Work to complete:
Write out the listing word for word, from its start through the line containing "xmin=179 ymin=66 xmax=187 ymax=81". Leave the pictures out.

## start

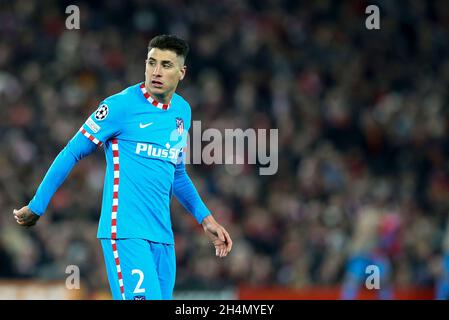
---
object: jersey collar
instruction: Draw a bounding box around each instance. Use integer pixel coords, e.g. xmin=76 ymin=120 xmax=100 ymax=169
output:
xmin=140 ymin=82 xmax=171 ymax=110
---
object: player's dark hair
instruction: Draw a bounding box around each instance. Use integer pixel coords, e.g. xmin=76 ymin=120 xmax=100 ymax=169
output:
xmin=148 ymin=34 xmax=189 ymax=59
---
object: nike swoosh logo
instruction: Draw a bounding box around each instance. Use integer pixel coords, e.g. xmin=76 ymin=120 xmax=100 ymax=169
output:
xmin=139 ymin=122 xmax=153 ymax=129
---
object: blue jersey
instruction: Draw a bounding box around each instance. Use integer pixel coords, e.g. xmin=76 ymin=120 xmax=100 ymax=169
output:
xmin=30 ymin=83 xmax=210 ymax=244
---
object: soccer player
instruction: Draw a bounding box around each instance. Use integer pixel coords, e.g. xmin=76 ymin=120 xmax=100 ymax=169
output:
xmin=13 ymin=35 xmax=232 ymax=300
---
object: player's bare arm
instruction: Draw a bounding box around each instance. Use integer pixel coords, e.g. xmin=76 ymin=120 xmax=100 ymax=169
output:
xmin=13 ymin=206 xmax=40 ymax=227
xmin=201 ymin=215 xmax=232 ymax=258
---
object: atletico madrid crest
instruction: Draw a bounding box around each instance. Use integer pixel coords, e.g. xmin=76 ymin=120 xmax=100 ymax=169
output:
xmin=176 ymin=118 xmax=184 ymax=135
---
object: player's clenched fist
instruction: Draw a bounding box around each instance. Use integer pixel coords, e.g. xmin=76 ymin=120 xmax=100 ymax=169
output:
xmin=13 ymin=206 xmax=40 ymax=227
xmin=202 ymin=215 xmax=232 ymax=258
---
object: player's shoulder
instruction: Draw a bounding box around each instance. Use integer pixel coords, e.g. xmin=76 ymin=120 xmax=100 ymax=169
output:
xmin=99 ymin=84 xmax=139 ymax=117
xmin=103 ymin=84 xmax=139 ymax=107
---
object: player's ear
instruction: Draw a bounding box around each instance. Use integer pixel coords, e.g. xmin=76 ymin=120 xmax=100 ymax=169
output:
xmin=179 ymin=66 xmax=187 ymax=81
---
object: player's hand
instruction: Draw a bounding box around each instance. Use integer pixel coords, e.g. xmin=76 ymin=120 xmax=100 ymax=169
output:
xmin=202 ymin=215 xmax=232 ymax=258
xmin=13 ymin=206 xmax=40 ymax=227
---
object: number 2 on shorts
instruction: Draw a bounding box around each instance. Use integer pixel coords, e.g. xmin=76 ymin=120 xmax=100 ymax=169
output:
xmin=131 ymin=269 xmax=145 ymax=293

## end

Final answer:
---
object: jersey collar
instruction: Draw a bounding box around each instance. Use integer pixel coords, e.g. xmin=76 ymin=120 xmax=100 ymax=169
output:
xmin=140 ymin=82 xmax=171 ymax=110
---
object: player's dark hair
instruction: Draw a bounding box around each instance. Use integer pixel coords, e.g. xmin=76 ymin=120 xmax=100 ymax=169
output:
xmin=148 ymin=34 xmax=189 ymax=59
---
object: nike swoosh logo
instruction: Draw a bounding box around each instance. Use integer pixel coords, e.g. xmin=76 ymin=120 xmax=100 ymax=169
output:
xmin=139 ymin=122 xmax=153 ymax=129
---
object: blue jersey
instruction: Draw a bounding box around each instance. Use integer pixel coords, e.g. xmin=76 ymin=120 xmax=100 ymax=169
output:
xmin=30 ymin=83 xmax=210 ymax=244
---
object: soccer player
instruction: Draw a bounding box around each instance. Use integer pixel coords, e.g. xmin=76 ymin=120 xmax=100 ymax=169
output:
xmin=13 ymin=35 xmax=232 ymax=300
---
object: player's bare arm
instruction: Draw a bounding box around each instance. Use integer pixel coords, e.g. xmin=76 ymin=120 xmax=100 ymax=169
output:
xmin=13 ymin=206 xmax=40 ymax=227
xmin=201 ymin=215 xmax=232 ymax=258
---
object: atletico madrid crest
instruction: Draw a bounding box around each instance. Use integer pixel coords, e.g. xmin=76 ymin=120 xmax=100 ymax=169
output:
xmin=176 ymin=118 xmax=184 ymax=135
---
object: player's clenched fist
instruction: Draw a bounding box around each instance. Use integer pixel coords, e.g. xmin=76 ymin=120 xmax=100 ymax=169
output:
xmin=13 ymin=206 xmax=40 ymax=227
xmin=202 ymin=215 xmax=232 ymax=258
---
object: player's shoulder
instruction: Draw a bounding box around each instance. Use integer pixel coords, e.g. xmin=76 ymin=120 xmax=100 ymax=169
output:
xmin=99 ymin=84 xmax=139 ymax=117
xmin=103 ymin=84 xmax=139 ymax=107
---
object: player's ear
instruction: Draw a bounding box around each instance. Use integer pixel coords, e.g. xmin=76 ymin=120 xmax=100 ymax=169
output:
xmin=179 ymin=66 xmax=187 ymax=81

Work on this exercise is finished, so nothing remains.